> GIVEN RECORDS
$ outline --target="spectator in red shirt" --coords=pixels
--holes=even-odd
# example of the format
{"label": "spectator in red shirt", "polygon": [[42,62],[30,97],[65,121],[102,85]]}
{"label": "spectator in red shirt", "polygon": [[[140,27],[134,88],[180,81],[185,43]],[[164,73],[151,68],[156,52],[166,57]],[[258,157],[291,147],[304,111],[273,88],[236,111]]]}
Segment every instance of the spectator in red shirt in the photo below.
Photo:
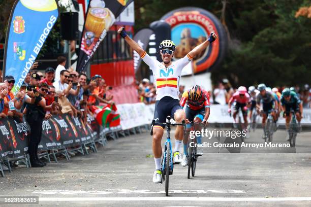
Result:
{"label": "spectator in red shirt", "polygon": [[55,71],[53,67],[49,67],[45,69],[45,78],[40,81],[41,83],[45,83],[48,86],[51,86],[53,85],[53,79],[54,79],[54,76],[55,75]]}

...

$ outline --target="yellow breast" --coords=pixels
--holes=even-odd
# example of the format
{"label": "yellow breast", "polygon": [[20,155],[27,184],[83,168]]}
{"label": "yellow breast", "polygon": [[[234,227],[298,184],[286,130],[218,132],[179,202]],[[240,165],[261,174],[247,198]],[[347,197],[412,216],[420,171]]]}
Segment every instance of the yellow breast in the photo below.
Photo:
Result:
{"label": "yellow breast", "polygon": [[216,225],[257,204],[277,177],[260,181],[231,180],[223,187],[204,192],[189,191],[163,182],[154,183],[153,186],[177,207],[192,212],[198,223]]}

> TASK TO COMPLETE
Could you return every line above that contains the string "pixels", copying each one in full?

> SOLUTION
$ outline --target="spectator in red shirt" --coords=pixels
$ outline --target="yellow breast" --coords=pixels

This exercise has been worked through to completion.